= Given task =
The line containing "Point to the woman's" marks the start; return it and every line after it in the listing below, exactly, through the last.

Object position labeling entries:

>>>

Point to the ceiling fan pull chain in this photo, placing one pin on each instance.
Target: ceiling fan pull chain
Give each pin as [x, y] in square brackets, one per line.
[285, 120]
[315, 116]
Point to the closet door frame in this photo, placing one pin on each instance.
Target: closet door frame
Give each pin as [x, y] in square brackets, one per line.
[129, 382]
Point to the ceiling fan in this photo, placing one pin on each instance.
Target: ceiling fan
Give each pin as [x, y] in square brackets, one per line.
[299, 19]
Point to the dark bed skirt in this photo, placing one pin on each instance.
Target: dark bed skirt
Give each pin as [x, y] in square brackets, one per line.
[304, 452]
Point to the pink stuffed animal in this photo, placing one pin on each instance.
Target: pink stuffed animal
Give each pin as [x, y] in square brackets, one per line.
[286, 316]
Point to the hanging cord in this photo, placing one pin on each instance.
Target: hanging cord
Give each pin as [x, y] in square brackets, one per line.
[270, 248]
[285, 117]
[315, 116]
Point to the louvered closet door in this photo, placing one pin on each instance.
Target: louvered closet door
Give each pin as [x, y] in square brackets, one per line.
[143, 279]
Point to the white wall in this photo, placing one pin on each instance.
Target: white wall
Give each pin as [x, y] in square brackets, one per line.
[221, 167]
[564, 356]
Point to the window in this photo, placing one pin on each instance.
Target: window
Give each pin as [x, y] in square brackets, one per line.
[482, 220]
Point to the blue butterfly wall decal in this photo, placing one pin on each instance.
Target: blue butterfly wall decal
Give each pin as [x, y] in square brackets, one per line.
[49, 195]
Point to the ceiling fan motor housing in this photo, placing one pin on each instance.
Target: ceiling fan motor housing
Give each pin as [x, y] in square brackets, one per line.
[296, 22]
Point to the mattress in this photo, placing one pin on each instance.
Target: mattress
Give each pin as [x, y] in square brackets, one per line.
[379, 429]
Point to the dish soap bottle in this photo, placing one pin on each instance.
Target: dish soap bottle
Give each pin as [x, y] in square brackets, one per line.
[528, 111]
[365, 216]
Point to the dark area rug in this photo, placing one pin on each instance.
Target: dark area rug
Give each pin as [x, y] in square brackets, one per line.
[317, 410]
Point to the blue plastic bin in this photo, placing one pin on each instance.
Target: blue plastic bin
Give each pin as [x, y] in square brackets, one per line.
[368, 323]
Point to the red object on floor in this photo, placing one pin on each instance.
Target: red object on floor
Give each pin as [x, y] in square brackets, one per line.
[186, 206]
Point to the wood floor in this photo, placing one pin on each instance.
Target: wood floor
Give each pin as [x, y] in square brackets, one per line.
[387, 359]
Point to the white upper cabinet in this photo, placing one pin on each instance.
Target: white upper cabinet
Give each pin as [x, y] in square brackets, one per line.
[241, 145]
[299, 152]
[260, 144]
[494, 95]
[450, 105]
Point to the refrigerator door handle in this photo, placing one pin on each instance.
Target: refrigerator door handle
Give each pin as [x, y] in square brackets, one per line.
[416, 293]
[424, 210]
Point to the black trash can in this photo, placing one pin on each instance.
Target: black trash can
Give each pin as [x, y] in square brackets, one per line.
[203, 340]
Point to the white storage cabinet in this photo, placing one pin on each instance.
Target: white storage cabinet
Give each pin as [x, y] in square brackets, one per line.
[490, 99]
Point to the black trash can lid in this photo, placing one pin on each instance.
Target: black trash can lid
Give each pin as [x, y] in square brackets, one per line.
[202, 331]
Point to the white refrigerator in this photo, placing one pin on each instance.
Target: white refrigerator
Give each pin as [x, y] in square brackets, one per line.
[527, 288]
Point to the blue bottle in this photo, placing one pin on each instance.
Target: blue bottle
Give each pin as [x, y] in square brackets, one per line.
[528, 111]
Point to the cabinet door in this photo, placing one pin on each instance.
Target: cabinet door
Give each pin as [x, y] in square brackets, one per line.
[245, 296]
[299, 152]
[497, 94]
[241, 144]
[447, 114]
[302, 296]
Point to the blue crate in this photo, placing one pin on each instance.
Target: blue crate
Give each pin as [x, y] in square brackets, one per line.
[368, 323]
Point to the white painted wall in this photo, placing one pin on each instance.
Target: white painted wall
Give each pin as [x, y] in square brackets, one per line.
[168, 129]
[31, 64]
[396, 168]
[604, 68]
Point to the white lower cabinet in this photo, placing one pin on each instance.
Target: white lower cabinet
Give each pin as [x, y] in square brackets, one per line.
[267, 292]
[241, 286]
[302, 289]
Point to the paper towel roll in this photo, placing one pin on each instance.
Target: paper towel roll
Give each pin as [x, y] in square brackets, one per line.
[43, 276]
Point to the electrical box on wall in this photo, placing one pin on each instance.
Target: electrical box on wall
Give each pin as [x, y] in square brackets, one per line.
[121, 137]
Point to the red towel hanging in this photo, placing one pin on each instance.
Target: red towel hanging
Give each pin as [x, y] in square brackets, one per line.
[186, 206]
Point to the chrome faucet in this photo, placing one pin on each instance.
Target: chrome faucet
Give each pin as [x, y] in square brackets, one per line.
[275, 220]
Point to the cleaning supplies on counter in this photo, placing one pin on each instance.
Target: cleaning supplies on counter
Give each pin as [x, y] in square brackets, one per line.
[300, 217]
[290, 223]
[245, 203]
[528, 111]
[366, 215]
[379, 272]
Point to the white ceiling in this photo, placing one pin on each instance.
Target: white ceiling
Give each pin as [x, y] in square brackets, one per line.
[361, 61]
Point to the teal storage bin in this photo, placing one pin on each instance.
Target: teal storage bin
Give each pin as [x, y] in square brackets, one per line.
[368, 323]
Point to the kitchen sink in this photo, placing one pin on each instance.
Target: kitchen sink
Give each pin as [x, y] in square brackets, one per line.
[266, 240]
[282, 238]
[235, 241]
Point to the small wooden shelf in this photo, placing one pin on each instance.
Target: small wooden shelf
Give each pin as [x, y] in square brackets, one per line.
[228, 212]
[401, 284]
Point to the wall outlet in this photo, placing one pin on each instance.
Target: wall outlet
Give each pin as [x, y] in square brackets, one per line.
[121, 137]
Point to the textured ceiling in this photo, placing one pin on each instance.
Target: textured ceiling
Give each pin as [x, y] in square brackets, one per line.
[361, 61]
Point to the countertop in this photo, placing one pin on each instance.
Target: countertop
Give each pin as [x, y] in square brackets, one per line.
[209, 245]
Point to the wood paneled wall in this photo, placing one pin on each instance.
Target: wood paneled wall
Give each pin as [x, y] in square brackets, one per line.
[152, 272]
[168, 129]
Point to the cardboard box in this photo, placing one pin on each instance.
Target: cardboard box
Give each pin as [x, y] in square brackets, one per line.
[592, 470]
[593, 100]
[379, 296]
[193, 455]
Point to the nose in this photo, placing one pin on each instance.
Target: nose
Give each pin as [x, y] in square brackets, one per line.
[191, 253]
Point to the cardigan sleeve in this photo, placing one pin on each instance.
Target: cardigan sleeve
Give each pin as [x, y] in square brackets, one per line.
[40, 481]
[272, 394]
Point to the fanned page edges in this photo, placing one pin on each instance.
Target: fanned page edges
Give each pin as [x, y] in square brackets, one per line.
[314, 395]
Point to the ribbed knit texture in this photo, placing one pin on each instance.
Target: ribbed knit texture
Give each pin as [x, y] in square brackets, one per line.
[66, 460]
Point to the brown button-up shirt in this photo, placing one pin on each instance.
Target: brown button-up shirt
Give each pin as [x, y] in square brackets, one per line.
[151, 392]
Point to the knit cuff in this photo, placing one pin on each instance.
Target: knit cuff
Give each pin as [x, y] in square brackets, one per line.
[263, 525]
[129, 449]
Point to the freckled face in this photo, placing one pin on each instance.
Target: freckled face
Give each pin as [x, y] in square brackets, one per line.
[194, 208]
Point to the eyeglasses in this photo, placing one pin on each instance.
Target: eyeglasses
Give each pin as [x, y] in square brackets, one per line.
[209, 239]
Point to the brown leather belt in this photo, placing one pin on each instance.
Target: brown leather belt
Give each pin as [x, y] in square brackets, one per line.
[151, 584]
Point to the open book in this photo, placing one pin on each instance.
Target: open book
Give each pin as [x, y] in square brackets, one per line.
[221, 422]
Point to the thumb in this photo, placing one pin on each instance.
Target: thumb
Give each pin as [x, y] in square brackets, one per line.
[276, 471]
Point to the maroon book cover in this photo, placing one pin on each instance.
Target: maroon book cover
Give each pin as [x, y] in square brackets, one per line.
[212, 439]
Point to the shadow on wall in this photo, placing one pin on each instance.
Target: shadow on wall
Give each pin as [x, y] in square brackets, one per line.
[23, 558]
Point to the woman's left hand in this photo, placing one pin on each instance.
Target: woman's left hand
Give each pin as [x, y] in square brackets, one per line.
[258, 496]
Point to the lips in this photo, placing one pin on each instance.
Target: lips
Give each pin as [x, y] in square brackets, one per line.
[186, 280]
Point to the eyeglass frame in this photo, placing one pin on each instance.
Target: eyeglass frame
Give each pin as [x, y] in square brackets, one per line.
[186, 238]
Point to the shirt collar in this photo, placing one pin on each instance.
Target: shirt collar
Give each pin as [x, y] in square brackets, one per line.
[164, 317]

<<<

= Exercise output =
Point to the woman's left hand in this photo, placing one pin on each instance.
Target: woman's left hand
Give each pin as [x, y] in square brackets, one per line.
[258, 496]
Point to the lips in this photo, placing one pin on each instance.
Target: lips
Give each pin as [x, y] in square brackets, one per line.
[186, 280]
Point to the eyeglass frame in this photo, placing one pin on each instance.
Target: eyeglass frame
Give each pin as [x, y] in square brackets, one per line.
[186, 238]
Point to the shirt collar in this photo, placing one pin on each instance.
Target: shirt collar
Give each pin as [x, y] in square brackets, one per line.
[164, 317]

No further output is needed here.